PROBLEM STATEMENT
Both the line containing "positive clicks: (320, 394)" and the line containing "283L15 261L3 255L0" belong to the span. Output exactly that span from the listing below, and nothing outside it.

GIVEN DATA
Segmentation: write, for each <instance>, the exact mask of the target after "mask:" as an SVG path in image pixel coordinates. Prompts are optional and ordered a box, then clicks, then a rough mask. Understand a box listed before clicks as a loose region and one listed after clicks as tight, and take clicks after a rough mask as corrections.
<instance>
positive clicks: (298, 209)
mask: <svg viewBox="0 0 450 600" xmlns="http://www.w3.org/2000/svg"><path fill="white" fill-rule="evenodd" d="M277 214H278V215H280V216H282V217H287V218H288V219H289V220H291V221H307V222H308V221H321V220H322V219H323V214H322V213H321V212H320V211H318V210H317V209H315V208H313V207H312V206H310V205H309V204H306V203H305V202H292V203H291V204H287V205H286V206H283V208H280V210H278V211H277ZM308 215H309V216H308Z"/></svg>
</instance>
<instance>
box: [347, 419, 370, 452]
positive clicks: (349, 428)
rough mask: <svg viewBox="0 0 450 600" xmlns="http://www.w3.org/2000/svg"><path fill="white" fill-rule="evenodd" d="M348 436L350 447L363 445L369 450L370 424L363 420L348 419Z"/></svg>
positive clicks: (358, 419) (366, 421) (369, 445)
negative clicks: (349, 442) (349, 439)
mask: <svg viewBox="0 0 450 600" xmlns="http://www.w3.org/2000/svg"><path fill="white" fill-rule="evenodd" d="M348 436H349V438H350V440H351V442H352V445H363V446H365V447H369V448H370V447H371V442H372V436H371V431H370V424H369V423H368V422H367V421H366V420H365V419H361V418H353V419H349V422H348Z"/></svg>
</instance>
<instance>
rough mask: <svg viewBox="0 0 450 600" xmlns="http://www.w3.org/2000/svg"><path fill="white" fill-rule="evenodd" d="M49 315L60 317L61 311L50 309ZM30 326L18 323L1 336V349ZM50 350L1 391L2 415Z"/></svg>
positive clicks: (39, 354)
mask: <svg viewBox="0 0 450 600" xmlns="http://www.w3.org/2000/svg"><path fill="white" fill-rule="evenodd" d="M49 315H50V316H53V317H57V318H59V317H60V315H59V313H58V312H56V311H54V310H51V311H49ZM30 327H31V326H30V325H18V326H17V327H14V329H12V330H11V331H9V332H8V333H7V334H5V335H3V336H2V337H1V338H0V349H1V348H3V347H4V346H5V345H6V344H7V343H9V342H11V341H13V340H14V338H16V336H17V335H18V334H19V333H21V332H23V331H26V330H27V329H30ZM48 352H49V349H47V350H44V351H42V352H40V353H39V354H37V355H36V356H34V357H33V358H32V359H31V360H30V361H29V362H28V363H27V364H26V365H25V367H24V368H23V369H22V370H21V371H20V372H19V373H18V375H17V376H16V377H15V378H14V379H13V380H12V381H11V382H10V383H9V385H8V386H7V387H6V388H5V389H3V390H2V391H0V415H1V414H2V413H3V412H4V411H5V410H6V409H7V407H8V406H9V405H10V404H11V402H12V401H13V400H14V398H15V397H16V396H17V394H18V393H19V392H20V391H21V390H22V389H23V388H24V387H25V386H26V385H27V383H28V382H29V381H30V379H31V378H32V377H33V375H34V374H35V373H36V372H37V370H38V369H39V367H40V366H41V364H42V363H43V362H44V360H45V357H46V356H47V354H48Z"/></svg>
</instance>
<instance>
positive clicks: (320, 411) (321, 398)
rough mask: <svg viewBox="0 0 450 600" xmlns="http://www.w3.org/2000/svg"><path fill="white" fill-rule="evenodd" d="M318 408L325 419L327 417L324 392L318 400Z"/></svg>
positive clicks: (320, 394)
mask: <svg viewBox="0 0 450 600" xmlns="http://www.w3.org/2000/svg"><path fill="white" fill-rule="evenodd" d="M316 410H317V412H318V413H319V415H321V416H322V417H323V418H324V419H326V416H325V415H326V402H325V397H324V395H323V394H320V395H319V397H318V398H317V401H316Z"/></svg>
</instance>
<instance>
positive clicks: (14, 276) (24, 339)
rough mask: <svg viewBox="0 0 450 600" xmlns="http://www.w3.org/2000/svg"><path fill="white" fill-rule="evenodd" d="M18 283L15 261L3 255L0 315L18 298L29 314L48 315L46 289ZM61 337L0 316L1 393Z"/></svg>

---

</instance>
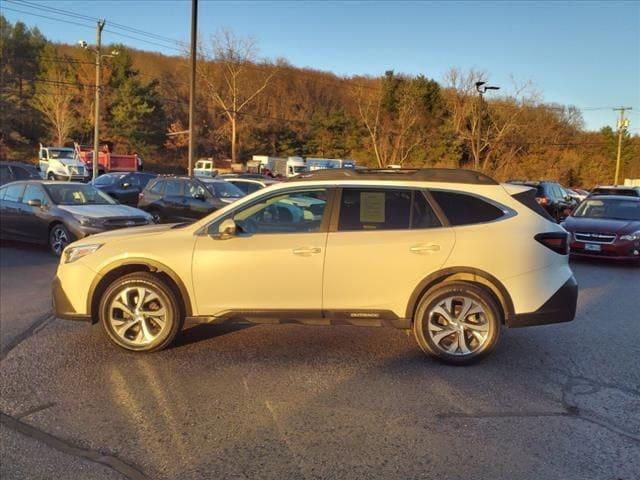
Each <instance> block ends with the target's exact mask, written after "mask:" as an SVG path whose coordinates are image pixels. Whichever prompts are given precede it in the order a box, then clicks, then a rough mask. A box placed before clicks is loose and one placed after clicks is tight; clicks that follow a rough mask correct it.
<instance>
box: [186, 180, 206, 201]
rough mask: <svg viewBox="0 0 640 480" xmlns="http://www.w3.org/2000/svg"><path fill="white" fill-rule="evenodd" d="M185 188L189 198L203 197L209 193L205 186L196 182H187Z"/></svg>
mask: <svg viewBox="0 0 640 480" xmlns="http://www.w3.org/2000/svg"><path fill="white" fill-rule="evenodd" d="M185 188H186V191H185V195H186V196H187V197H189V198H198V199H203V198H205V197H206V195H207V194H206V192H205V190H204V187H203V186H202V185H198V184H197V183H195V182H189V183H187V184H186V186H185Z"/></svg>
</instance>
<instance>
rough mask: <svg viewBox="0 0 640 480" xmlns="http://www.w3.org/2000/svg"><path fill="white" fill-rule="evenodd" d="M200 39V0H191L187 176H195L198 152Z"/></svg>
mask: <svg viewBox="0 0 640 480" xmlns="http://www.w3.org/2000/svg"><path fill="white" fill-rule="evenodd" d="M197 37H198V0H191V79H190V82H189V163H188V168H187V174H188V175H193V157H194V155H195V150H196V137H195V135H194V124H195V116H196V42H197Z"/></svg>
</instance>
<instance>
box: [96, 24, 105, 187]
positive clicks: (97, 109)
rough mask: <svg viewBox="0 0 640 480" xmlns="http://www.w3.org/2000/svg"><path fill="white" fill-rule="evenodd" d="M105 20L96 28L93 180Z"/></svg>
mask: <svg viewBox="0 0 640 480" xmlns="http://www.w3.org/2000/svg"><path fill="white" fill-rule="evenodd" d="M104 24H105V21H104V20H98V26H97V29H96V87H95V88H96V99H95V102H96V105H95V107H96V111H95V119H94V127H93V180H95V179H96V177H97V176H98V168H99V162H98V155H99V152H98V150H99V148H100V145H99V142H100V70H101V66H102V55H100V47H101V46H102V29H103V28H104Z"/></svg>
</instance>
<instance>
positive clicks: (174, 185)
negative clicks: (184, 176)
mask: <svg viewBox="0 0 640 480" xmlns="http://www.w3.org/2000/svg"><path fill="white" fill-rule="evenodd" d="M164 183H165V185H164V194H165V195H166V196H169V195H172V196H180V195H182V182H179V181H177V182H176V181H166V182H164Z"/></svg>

* * *

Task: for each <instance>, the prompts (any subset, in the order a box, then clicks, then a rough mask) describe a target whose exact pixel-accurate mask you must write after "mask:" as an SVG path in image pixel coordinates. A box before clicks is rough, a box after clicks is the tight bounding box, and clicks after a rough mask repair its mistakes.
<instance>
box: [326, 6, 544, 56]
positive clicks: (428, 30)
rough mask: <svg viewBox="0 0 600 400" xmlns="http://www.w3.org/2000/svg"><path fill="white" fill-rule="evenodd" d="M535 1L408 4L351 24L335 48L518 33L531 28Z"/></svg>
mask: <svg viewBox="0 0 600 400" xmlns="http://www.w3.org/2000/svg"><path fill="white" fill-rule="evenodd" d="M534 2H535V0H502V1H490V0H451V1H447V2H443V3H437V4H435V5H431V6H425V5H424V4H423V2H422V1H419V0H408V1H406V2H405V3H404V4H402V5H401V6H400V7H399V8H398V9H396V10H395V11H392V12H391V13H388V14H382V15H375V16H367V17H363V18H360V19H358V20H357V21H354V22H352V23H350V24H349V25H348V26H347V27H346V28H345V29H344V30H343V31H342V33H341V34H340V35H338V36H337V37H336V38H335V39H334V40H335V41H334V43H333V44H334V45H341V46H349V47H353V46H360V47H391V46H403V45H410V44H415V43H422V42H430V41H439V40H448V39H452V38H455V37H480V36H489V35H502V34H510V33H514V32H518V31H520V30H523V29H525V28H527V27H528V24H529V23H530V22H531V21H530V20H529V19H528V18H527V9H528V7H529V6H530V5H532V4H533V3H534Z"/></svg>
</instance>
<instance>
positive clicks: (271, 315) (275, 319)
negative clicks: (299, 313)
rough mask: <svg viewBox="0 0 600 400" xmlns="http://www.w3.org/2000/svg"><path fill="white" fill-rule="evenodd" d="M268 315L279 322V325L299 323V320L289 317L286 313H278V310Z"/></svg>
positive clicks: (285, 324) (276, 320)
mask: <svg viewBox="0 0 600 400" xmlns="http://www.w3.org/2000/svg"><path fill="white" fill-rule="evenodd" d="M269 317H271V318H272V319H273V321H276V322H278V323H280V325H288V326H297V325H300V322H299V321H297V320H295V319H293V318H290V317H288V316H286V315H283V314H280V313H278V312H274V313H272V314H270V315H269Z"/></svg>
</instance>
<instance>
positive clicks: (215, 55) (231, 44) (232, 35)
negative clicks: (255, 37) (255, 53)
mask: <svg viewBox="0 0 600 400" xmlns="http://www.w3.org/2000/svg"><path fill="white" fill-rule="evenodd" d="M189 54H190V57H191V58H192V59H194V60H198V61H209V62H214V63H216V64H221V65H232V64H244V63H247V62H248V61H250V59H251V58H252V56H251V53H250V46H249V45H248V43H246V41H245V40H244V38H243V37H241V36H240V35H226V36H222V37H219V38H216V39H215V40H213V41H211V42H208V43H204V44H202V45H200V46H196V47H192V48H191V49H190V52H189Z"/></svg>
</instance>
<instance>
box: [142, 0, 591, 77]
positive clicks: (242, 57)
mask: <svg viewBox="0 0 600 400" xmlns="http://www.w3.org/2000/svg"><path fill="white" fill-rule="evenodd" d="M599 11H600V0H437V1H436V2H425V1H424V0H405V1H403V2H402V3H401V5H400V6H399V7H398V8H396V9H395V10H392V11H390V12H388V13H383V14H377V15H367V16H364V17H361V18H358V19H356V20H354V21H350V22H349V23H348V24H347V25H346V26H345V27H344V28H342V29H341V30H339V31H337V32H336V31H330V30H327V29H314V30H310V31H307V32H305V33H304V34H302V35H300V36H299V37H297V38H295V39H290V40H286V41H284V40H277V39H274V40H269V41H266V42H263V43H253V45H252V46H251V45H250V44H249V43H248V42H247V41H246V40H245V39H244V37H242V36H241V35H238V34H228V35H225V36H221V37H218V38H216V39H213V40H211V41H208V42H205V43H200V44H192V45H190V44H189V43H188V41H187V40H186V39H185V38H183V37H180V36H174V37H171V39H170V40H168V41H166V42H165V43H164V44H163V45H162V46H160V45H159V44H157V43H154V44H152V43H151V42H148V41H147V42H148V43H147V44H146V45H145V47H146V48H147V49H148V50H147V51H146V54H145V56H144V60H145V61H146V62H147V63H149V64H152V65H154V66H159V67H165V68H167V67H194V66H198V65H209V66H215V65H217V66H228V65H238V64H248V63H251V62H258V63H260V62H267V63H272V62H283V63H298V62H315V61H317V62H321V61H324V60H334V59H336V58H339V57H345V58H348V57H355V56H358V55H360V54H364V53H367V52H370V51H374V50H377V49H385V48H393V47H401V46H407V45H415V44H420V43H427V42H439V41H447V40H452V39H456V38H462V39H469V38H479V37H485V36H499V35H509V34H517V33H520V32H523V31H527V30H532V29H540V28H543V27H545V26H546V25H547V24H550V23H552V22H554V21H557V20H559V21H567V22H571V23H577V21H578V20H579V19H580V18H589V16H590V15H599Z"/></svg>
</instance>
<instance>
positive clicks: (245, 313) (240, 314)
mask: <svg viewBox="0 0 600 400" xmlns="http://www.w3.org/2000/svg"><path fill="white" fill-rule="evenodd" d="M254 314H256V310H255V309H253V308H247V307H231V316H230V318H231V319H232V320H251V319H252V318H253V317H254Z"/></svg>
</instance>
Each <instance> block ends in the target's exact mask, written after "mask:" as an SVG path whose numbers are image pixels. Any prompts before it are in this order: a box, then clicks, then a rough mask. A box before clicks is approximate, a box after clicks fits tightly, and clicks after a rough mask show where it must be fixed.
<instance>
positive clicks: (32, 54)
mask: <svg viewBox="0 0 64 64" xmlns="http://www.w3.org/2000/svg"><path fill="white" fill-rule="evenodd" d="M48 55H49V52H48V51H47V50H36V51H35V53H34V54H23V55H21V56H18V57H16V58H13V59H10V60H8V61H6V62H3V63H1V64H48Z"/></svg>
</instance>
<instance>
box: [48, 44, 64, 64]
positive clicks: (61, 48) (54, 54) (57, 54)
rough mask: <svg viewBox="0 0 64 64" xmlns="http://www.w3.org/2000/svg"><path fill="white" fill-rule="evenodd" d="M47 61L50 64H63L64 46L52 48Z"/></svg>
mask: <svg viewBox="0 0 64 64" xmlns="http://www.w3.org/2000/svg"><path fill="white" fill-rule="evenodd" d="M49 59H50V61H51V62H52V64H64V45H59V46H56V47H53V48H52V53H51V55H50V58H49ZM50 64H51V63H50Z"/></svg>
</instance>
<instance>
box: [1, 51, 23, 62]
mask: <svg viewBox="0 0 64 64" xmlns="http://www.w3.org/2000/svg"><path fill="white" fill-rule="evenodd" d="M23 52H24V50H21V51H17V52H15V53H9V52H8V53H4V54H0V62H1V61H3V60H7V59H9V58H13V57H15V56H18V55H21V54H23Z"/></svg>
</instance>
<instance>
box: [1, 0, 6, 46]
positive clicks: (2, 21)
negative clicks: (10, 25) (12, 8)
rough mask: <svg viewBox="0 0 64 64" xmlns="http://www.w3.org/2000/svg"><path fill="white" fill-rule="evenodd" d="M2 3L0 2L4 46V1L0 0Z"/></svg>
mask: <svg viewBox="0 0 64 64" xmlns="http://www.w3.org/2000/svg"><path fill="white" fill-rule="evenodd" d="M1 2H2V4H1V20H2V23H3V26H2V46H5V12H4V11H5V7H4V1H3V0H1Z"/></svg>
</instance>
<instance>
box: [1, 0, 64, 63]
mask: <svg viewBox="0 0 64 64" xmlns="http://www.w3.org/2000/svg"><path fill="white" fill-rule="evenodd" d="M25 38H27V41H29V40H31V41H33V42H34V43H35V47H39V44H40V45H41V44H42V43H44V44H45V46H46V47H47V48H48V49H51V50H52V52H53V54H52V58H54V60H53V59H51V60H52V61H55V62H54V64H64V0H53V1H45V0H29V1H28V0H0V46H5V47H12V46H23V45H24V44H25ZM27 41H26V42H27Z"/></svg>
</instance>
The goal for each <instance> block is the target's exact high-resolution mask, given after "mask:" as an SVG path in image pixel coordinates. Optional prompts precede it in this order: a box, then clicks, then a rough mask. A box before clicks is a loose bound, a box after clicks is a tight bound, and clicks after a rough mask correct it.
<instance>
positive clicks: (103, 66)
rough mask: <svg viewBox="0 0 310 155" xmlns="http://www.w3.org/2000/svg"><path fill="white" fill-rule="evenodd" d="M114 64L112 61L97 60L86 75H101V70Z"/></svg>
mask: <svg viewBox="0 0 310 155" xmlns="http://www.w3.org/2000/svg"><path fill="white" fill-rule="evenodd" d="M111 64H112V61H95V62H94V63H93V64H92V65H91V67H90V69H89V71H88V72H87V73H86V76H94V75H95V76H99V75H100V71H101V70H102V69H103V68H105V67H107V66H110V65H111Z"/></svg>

RESPONSE TO THE TASK
positive clicks: (320, 394)
mask: <svg viewBox="0 0 450 600" xmlns="http://www.w3.org/2000/svg"><path fill="white" fill-rule="evenodd" d="M316 410H317V412H318V413H319V415H321V416H322V417H323V418H324V419H326V416H325V415H326V402H325V397H324V395H323V394H320V395H319V397H318V398H317V401H316Z"/></svg>
</instance>
<instance>
positive clicks: (14, 276) (24, 339)
rough mask: <svg viewBox="0 0 450 600" xmlns="http://www.w3.org/2000/svg"><path fill="white" fill-rule="evenodd" d="M18 283L15 261L3 255L0 315L18 298L29 314L48 315L46 289ZM61 337L0 316L1 393Z"/></svg>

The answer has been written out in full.